Written task:
Render the lines of the listing below as a JSON list of strings, one string per line, leaving out blank lines. Include only the lines starting with the one that contains "Task: indicate the curtain" and going on through the one that contains "x=234 y=130", with both of those lines included.
-------- Stored records
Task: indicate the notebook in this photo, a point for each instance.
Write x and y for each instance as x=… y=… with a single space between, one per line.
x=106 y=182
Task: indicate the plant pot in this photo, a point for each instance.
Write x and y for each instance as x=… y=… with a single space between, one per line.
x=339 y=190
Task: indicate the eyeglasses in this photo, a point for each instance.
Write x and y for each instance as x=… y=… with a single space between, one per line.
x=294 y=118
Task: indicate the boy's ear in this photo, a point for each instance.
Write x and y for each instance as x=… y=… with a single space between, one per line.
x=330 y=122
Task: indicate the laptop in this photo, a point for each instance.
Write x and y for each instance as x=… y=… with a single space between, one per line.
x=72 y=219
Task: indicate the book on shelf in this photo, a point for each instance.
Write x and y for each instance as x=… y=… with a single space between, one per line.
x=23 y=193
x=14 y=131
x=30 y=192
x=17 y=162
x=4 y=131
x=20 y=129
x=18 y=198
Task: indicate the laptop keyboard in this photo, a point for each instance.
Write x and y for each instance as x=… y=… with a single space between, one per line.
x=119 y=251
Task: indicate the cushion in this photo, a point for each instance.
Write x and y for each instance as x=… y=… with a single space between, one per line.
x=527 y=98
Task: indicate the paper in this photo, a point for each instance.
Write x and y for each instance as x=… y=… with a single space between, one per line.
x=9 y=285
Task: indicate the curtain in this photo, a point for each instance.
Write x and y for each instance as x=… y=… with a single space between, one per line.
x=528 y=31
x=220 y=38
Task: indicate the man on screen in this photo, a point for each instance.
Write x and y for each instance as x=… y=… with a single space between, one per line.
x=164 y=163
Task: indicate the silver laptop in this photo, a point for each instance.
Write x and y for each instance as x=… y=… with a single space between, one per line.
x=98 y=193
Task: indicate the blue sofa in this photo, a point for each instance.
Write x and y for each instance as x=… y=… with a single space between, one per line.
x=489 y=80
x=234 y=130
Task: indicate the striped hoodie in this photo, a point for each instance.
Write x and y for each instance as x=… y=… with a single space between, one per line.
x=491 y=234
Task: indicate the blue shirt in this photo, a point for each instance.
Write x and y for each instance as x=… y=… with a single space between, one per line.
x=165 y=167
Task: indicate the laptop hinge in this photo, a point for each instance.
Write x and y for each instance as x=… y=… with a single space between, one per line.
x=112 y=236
----------------
Solution for this task:
[
  "Task: indicate the curtain in this photo, a point for each instance.",
  "Write x and y for each instance as x=… y=… with a single space between, one per line.",
  "x=528 y=31",
  "x=220 y=38",
  "Task: indicate the man on screen in this photo, a point for each instance.",
  "Write x and y for each instance as x=… y=… with a single space between, one per line.",
  "x=164 y=163",
  "Task: indicate the silver laptop in this photo, a point for each instance.",
  "Write x and y for each instance as x=… y=… with a single space between, one per line.",
  "x=98 y=193",
  "Task: indicate the blue sofa in this photo, a point for each instance.",
  "Write x and y for each instance as x=… y=… with a single space between, one per line.",
  "x=489 y=80",
  "x=234 y=130"
]